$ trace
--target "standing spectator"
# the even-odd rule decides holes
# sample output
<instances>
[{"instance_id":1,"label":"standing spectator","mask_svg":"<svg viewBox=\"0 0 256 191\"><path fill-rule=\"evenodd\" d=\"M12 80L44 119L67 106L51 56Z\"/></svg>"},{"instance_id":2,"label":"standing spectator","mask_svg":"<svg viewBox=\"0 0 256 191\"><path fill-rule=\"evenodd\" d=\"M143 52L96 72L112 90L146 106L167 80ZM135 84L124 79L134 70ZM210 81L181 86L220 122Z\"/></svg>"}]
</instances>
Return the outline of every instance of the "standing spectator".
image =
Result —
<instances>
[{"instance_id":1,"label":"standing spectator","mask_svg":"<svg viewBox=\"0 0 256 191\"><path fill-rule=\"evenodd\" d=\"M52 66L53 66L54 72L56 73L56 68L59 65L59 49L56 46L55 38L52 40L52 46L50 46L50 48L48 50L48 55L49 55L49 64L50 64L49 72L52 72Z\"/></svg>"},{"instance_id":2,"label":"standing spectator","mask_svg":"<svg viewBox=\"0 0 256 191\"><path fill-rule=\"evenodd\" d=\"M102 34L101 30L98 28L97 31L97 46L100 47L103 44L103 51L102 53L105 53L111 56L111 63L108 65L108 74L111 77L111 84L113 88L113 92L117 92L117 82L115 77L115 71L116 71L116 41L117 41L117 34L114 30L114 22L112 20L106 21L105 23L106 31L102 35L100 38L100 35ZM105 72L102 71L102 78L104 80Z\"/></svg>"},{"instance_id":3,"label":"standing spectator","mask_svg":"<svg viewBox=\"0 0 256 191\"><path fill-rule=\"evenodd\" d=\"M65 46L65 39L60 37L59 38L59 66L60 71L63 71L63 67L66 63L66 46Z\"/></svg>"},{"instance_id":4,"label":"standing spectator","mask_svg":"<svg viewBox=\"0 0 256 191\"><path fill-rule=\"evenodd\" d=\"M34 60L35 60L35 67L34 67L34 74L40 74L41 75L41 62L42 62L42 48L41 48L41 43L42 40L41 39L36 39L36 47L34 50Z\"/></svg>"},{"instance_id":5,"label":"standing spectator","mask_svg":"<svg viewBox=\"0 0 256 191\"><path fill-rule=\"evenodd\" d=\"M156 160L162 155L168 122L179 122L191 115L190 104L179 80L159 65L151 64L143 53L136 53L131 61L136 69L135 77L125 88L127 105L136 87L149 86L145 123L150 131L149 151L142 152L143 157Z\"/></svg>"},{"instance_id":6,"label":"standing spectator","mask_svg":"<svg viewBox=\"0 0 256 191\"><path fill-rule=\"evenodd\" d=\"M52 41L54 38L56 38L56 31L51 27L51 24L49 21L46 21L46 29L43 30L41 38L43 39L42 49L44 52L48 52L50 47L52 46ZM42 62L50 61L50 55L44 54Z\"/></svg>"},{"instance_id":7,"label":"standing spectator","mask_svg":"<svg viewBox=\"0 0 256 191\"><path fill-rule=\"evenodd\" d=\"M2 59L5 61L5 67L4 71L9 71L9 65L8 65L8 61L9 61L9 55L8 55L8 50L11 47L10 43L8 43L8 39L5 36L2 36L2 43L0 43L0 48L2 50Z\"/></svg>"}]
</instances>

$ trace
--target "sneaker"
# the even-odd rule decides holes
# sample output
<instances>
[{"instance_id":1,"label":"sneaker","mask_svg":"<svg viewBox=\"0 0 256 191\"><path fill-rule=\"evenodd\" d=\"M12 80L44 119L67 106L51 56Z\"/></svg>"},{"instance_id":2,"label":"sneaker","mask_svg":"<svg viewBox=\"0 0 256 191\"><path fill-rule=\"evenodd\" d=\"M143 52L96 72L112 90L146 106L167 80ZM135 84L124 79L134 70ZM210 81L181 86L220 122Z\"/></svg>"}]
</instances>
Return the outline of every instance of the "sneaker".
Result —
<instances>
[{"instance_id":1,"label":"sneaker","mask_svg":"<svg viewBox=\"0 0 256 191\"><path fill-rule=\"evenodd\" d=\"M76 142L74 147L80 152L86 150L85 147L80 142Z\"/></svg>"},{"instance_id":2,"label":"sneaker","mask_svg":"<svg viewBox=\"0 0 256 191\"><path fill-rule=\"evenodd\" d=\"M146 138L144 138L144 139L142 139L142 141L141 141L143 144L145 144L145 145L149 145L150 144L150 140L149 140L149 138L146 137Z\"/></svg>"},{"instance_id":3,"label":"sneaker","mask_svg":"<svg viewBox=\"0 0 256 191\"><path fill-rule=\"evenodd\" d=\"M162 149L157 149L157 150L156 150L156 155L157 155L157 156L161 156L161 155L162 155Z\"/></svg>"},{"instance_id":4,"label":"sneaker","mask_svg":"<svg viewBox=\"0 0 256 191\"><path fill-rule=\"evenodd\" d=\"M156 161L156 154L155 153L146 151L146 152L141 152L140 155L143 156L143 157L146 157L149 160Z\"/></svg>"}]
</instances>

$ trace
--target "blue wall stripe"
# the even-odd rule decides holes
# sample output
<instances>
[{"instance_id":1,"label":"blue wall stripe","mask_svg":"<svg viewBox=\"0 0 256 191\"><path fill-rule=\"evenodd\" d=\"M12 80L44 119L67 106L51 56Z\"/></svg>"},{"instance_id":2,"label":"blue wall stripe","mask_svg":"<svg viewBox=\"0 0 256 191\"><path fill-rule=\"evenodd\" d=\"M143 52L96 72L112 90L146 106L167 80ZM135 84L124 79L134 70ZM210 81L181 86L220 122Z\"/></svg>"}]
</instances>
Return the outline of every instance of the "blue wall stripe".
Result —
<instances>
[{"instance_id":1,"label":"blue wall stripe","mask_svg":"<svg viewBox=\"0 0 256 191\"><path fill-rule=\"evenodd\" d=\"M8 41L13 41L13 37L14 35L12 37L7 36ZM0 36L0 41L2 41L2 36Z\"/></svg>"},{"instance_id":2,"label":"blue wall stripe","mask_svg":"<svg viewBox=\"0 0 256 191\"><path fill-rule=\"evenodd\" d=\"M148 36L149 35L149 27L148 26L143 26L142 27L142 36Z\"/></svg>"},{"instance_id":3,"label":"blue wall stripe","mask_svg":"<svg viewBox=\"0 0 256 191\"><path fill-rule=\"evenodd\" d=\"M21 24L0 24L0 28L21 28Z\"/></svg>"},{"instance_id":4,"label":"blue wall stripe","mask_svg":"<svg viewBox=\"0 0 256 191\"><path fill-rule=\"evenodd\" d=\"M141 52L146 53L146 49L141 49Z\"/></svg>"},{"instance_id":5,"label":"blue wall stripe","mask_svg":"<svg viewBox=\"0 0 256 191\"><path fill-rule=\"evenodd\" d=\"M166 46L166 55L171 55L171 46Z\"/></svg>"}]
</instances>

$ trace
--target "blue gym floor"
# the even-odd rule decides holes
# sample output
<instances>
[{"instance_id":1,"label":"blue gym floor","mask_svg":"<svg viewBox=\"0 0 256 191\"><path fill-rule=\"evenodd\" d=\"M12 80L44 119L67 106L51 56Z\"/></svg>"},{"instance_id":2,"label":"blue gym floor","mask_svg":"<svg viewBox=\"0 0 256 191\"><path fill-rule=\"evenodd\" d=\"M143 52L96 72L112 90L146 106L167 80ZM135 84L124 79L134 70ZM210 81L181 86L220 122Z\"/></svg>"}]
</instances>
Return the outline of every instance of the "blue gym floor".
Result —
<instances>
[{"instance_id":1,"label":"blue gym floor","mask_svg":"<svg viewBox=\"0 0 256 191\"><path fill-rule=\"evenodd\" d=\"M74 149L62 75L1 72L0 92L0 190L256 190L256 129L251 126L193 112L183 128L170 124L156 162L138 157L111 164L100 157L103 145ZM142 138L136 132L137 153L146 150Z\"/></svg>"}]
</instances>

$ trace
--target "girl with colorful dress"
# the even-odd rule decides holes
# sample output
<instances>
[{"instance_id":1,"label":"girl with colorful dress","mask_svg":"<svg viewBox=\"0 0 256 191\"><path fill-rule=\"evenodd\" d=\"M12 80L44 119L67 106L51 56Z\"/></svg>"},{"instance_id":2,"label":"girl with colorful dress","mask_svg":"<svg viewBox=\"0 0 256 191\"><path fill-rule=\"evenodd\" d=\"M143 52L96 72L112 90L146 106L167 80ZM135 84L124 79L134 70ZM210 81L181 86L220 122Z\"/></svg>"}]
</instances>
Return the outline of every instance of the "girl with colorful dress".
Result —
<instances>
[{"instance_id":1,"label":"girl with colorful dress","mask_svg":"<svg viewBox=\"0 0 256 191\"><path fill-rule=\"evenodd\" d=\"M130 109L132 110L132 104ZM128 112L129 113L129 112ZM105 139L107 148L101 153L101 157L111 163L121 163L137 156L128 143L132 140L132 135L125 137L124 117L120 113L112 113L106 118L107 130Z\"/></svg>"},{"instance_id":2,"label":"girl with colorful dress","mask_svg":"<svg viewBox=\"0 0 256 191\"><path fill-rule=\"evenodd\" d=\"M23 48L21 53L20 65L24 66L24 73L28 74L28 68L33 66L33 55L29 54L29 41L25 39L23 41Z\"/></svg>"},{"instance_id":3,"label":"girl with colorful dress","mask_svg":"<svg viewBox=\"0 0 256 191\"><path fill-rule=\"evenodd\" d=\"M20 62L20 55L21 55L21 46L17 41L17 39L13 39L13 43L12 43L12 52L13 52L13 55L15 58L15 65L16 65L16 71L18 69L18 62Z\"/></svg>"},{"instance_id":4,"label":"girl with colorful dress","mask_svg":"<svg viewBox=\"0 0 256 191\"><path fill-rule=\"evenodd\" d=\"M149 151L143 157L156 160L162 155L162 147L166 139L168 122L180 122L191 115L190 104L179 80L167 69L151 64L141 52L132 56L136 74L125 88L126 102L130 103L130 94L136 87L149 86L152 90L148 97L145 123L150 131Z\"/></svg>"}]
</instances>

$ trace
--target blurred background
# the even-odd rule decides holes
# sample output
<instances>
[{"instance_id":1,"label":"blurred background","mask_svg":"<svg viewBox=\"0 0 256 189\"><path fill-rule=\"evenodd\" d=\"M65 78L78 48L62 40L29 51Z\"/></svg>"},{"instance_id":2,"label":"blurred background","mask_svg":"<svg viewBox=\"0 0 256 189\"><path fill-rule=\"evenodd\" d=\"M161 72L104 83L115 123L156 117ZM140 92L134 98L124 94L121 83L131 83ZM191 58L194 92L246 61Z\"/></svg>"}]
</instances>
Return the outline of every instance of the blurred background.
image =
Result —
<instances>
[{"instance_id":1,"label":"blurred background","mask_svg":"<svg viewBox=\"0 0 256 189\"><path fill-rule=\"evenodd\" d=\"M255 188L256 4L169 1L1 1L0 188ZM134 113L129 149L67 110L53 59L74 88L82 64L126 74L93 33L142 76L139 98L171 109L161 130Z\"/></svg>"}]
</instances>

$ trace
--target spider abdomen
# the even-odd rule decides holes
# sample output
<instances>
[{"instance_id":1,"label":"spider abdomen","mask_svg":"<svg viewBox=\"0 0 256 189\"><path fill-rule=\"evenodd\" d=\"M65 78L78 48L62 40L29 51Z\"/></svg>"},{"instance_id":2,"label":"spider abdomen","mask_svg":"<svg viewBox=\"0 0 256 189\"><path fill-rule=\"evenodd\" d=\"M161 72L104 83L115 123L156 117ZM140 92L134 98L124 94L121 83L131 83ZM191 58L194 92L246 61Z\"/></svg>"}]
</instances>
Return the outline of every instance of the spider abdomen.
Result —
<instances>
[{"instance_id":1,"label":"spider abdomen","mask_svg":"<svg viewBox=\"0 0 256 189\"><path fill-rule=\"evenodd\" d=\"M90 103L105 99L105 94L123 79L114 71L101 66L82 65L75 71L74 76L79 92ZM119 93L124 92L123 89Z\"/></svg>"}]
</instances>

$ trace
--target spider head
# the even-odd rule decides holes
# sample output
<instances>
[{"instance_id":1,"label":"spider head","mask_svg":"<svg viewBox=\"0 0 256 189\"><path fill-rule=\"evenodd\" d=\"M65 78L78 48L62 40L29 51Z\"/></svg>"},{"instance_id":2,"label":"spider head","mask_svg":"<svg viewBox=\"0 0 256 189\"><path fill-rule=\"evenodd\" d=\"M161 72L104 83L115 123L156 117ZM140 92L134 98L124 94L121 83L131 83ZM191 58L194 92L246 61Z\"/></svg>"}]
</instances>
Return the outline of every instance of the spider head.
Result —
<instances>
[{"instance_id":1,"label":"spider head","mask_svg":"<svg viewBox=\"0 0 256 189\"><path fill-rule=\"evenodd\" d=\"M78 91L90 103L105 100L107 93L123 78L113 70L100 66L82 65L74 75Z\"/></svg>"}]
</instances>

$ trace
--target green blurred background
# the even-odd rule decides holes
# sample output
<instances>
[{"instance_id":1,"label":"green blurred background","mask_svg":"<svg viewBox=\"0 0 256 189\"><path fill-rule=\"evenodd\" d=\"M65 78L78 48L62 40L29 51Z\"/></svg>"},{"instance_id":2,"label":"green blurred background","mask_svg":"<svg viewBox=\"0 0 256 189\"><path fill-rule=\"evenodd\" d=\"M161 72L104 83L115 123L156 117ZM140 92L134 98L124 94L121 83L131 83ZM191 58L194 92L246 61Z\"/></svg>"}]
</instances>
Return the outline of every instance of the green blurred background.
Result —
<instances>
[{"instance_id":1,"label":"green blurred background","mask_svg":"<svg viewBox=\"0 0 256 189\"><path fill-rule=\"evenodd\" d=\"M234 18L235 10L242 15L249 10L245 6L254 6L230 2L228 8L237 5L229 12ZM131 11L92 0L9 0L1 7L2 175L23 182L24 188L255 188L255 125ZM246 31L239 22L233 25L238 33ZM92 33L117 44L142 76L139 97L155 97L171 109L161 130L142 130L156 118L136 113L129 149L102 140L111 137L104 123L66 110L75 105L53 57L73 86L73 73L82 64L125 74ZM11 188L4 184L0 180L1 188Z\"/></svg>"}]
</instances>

> _WHAT TO DO_
Return each line of the material above that contains the string "outline", copied in full and in its original order.

> _TASK RESULT_
Return the outline of every instance of the "standing spectator".
Return the outline of every instance of the "sneaker".
Return the outline of every instance of the "blue wall stripe".
Return the outline of every instance of the "blue gym floor".
Return the outline of every instance of the "girl with colorful dress".
Return the outline of every instance of the blurred background.
Return the outline of every instance of the spider abdomen.
Return the outline of every instance of the spider head.
Return the outline of every instance of the green blurred background.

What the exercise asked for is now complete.